▶ _WHAT THE TASK ASKS_:
Leave out all pictures. Extract exactly the lines from the one containing "the green shrub?" through the end of the data.

▶ _RECORDS TO PROCESS_:
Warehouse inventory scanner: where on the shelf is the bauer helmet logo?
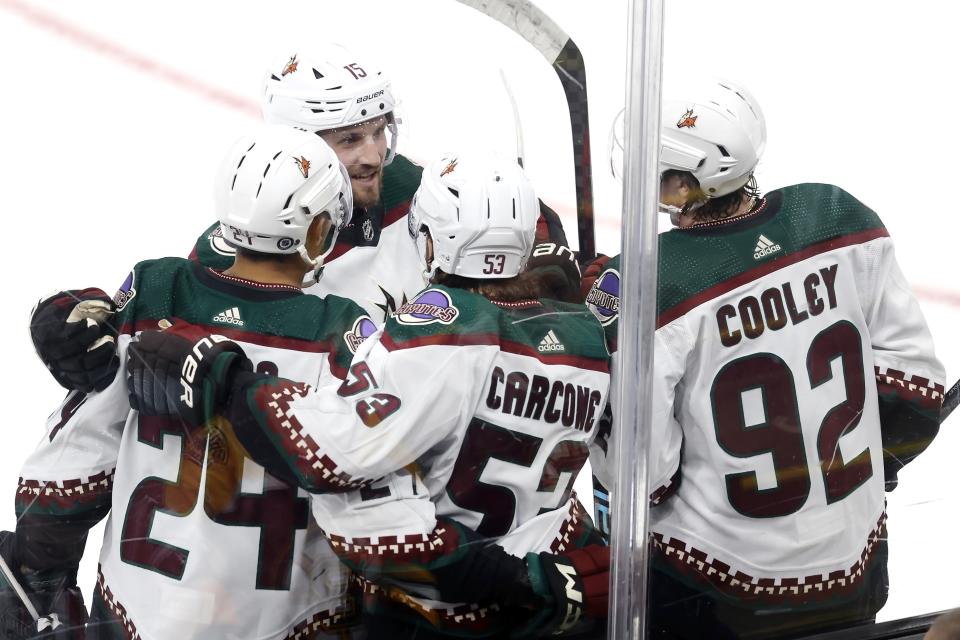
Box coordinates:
[293,156,310,178]
[440,158,457,178]
[677,109,697,129]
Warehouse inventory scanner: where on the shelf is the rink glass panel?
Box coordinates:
[624,2,960,637]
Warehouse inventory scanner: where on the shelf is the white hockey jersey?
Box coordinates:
[228,286,609,634]
[592,185,944,606]
[17,258,374,640]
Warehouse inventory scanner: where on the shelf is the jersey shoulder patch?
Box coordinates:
[190,222,236,271]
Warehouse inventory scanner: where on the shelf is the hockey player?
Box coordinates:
[587,82,944,638]
[2,126,374,640]
[31,45,579,391]
[125,155,609,638]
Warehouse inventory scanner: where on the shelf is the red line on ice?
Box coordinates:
[0,0,260,119]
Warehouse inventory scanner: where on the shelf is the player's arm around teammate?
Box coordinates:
[127,151,608,631]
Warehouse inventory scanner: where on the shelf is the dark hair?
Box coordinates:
[661,169,760,222]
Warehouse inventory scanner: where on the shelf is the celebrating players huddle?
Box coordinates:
[0,48,944,640]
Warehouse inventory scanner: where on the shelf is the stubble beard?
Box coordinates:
[353,169,383,209]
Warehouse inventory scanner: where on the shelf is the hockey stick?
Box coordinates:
[457,0,597,263]
[940,380,960,424]
[500,67,523,169]
[0,556,40,624]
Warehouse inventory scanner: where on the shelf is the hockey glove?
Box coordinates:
[514,544,610,638]
[127,322,253,428]
[527,242,583,302]
[0,531,87,640]
[30,289,120,393]
[580,254,610,300]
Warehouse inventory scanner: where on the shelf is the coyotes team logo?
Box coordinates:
[293,156,310,178]
[677,109,697,129]
[394,289,460,325]
[280,54,300,76]
[440,158,457,178]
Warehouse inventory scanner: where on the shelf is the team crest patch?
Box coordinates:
[586,269,620,326]
[440,158,457,178]
[343,316,377,353]
[113,271,137,311]
[395,289,460,324]
[207,227,237,256]
[677,109,697,129]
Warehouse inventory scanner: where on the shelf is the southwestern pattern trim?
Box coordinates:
[324,524,460,565]
[873,367,944,411]
[97,565,141,640]
[285,600,360,640]
[16,469,115,513]
[254,381,371,492]
[550,491,592,553]
[650,512,887,604]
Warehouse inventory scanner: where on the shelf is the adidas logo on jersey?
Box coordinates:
[213,307,243,327]
[753,233,783,260]
[537,329,567,353]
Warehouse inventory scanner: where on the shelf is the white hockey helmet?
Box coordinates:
[609,79,767,198]
[261,44,398,165]
[214,125,353,278]
[407,153,540,279]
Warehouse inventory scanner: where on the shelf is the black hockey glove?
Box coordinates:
[0,531,87,640]
[512,544,610,638]
[527,242,583,303]
[127,322,253,428]
[580,254,610,300]
[30,289,120,393]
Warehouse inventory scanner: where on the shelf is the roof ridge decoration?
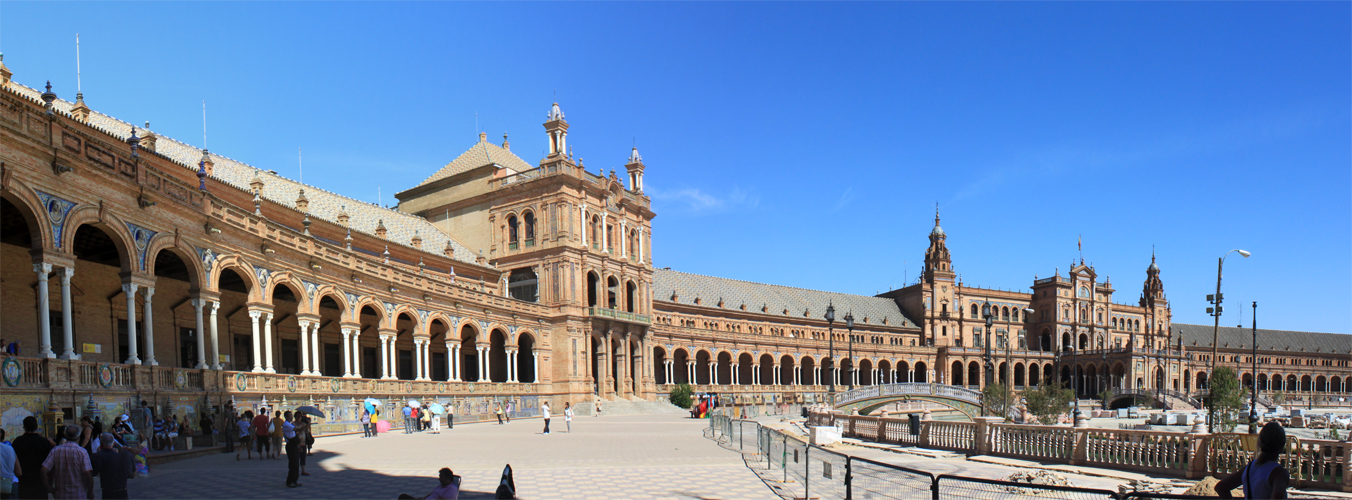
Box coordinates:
[5,81,484,268]
[418,132,537,186]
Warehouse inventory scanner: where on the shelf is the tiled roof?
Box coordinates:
[418,135,535,185]
[9,81,478,264]
[653,269,915,327]
[1174,323,1352,354]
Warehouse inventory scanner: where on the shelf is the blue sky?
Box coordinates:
[0,1,1352,332]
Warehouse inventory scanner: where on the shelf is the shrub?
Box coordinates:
[668,384,695,409]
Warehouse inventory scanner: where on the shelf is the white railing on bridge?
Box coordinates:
[836,382,982,405]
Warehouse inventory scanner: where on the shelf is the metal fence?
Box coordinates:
[708,415,1216,500]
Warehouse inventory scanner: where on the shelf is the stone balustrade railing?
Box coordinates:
[807,409,1352,492]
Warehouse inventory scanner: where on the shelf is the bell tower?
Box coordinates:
[625,147,644,193]
[545,103,568,158]
[925,208,956,282]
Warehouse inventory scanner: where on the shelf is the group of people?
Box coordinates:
[404,405,441,434]
[0,416,138,500]
[235,407,315,488]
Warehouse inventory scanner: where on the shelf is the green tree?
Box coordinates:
[668,384,695,409]
[1023,381,1075,424]
[982,384,1014,418]
[1206,366,1245,432]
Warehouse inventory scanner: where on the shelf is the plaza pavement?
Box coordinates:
[128,415,777,499]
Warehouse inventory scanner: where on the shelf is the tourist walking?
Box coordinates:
[296,412,315,476]
[89,434,135,499]
[250,407,272,459]
[0,428,23,499]
[280,409,300,488]
[12,416,55,499]
[1215,422,1291,500]
[268,409,284,459]
[235,409,253,459]
[42,426,93,500]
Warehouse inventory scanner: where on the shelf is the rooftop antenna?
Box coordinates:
[76,32,84,99]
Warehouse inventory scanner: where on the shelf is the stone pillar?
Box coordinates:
[306,320,323,376]
[339,328,353,378]
[211,300,221,370]
[296,319,310,376]
[262,311,277,373]
[191,299,207,370]
[141,286,155,366]
[343,332,361,378]
[58,268,76,359]
[32,262,55,358]
[123,282,141,365]
[249,309,262,373]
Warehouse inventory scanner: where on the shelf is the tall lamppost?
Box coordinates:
[982,300,995,415]
[826,303,836,407]
[1205,249,1251,423]
[845,312,859,391]
[1249,300,1259,434]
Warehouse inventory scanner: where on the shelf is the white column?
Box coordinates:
[122,282,141,365]
[211,300,221,370]
[141,286,155,366]
[57,268,75,359]
[191,299,208,370]
[296,319,310,374]
[342,328,352,378]
[446,342,456,382]
[262,311,277,373]
[343,327,361,378]
[306,322,323,376]
[32,264,54,358]
[380,334,389,378]
[248,311,262,373]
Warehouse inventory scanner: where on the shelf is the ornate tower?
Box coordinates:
[545,103,568,158]
[625,147,644,193]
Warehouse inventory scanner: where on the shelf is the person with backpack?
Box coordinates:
[1214,422,1291,500]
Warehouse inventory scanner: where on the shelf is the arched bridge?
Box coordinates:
[1107,389,1202,409]
[834,382,982,419]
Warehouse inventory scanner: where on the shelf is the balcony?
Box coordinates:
[587,307,653,324]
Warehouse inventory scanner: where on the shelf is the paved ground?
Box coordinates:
[128,415,777,499]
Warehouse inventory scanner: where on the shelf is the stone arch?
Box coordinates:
[310,285,352,318]
[210,255,262,301]
[146,234,207,289]
[0,186,53,251]
[61,205,141,272]
[262,272,314,312]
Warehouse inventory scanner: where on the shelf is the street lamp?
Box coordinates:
[1206,249,1251,422]
[826,303,836,407]
[1249,300,1259,434]
[845,312,859,391]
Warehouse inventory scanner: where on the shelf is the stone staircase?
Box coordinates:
[573,399,690,416]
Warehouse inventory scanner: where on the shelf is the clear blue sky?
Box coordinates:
[0,1,1352,332]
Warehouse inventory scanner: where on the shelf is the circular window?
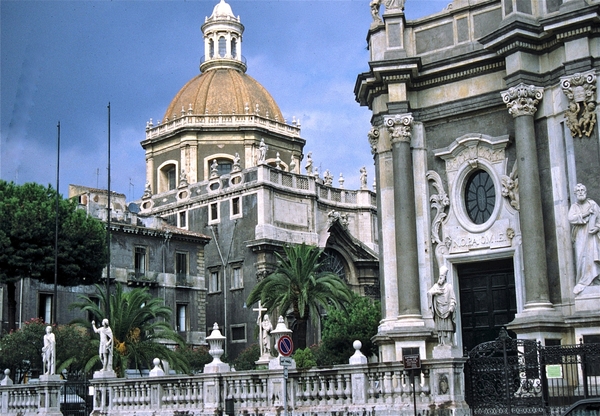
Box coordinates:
[465,169,496,224]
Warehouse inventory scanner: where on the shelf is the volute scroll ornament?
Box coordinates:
[502,162,519,211]
[385,113,414,143]
[367,127,379,155]
[425,170,450,266]
[561,71,596,137]
[501,83,544,117]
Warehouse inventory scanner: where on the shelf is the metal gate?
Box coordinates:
[465,328,600,415]
[465,328,544,415]
[60,374,93,416]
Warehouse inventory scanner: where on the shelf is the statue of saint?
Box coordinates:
[569,183,600,295]
[210,159,219,178]
[92,318,113,371]
[42,325,56,375]
[231,152,242,172]
[260,314,273,354]
[360,166,367,189]
[304,152,312,176]
[258,139,269,164]
[427,266,456,345]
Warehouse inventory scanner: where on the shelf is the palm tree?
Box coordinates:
[69,284,188,377]
[246,243,351,348]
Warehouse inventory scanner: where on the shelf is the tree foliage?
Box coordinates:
[317,294,381,365]
[246,244,352,348]
[0,180,106,329]
[0,318,95,383]
[70,284,189,377]
[231,344,260,371]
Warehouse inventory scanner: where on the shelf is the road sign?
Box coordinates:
[402,354,421,370]
[277,335,294,357]
[279,357,292,367]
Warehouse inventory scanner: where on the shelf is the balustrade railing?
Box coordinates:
[82,363,432,415]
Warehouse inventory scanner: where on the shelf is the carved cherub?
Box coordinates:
[579,101,596,137]
[565,102,581,137]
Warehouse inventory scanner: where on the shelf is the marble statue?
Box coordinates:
[231,152,242,172]
[210,159,219,178]
[260,314,273,354]
[569,183,600,295]
[323,169,333,186]
[579,101,596,137]
[304,152,312,175]
[360,166,367,189]
[142,181,152,198]
[92,318,113,371]
[258,139,269,164]
[427,266,456,345]
[42,325,56,375]
[369,0,382,24]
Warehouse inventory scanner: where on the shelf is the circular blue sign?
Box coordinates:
[277,335,294,357]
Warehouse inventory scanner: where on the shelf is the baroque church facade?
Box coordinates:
[355,0,600,362]
[136,0,379,358]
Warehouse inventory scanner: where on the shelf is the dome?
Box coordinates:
[209,0,235,19]
[164,68,283,122]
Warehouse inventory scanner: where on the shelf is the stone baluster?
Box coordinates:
[383,371,394,404]
[240,379,248,406]
[367,373,375,403]
[421,368,431,403]
[335,373,344,404]
[325,376,335,406]
[196,380,204,406]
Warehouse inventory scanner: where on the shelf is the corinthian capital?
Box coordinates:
[385,113,413,143]
[367,126,379,155]
[501,83,544,117]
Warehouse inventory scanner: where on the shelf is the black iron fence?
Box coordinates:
[465,329,600,415]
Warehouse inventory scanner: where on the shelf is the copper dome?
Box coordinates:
[164,68,283,122]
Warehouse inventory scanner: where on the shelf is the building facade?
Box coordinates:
[0,185,210,345]
[138,1,379,358]
[355,0,600,361]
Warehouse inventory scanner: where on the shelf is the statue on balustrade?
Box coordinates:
[42,325,56,375]
[92,318,114,371]
[260,314,273,355]
[569,183,600,295]
[427,266,456,345]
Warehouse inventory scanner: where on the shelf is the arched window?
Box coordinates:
[465,169,496,224]
[208,39,215,58]
[158,163,177,192]
[320,249,348,283]
[231,38,237,58]
[219,36,227,58]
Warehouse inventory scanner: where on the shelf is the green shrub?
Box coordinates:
[293,347,317,370]
[232,344,260,371]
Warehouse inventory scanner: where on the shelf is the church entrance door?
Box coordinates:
[456,258,517,351]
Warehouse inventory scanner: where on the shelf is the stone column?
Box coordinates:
[385,114,421,319]
[501,83,552,309]
[368,127,398,329]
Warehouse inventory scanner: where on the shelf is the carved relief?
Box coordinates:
[367,127,379,155]
[327,211,349,228]
[561,71,596,137]
[426,170,451,266]
[501,83,544,117]
[385,113,413,143]
[502,162,519,211]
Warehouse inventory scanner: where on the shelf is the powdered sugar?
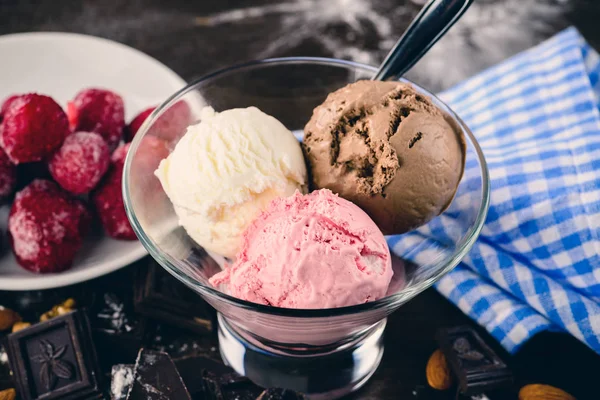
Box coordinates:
[49,132,110,194]
[8,180,90,272]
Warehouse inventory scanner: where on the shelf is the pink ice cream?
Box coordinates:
[210,189,393,309]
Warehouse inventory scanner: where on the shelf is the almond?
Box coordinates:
[425,349,452,390]
[519,384,575,400]
[0,389,17,400]
[0,307,21,331]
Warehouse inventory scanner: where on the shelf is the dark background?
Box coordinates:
[0,0,600,400]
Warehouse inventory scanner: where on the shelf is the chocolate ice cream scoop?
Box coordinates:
[303,81,465,234]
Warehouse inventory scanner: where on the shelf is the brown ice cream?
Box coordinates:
[303,81,465,234]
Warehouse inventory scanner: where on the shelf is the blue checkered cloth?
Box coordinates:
[388,28,600,353]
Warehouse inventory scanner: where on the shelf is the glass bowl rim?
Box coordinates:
[122,57,490,318]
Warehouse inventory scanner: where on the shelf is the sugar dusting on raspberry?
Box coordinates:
[68,88,125,149]
[8,179,91,273]
[0,93,70,164]
[48,132,110,194]
[0,95,20,121]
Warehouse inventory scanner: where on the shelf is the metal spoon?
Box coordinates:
[372,0,474,81]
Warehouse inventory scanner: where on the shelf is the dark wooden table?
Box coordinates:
[0,0,600,400]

▶ _ANSWER FOR THIS EXERCISE_:
Warehouse inventory scanner: where on the shelf is the green shrub?
Box coordinates:
[293,347,317,370]
[232,344,260,371]
Warehouse inventory scanner: where on the shelf is the church entrance door?
Box coordinates:
[456,258,517,351]
Warehouse inventory scanner: where on the shelf is the stone column?
Box coordinates:
[385,114,421,319]
[501,83,552,309]
[368,127,398,329]
Warehouse inventory scanner: where on the shelf is the carved relief?
Box coordinates:
[367,127,379,155]
[327,211,349,228]
[561,71,596,137]
[426,170,451,266]
[501,83,544,117]
[385,113,413,143]
[502,162,519,211]
Warehouse inventory scanner: where on the shelf is the powdered sugar?
Box coordinates:
[49,132,110,194]
[8,180,90,272]
Warehouse inventory scanner: where on the shelf is the pink ice cream?
Box coordinates:
[210,189,393,309]
Warehouse inventory scanner: where on the shelf is the almond?
Box coordinates:
[425,349,452,390]
[519,384,575,400]
[0,389,17,400]
[0,307,21,331]
Warehouse inventory scanner: where on the shelf is the dark background?
Box coordinates:
[0,0,600,400]
Warehouse inventory scanner: where on the shelf is the chocolate ice cream scoop?
Box coordinates:
[303,81,465,234]
Warehouse inventory scanner: where on the shelf is the brown ice cream?
Box coordinates:
[303,81,465,234]
Warehouse inventory scanner: where on the shelf is the blue checkered cloth?
Box coordinates:
[388,28,600,353]
Warehouse inventory scanner: where on the shelf is the glass bowl rim?
Box coordinates:
[122,57,490,318]
Warehouse inventory scanner: where on the shelf is the sugar dusting on raspberry?
Box coordinates:
[68,88,125,149]
[8,179,91,273]
[0,93,70,164]
[48,132,110,194]
[0,95,20,121]
Warehouse inventory scanner: where on the shelf is the metal spoon?
Box coordinates:
[372,0,474,81]
Warehouse inventory scanner: where on the shelf is the dark wooden table?
Box coordinates:
[0,0,600,400]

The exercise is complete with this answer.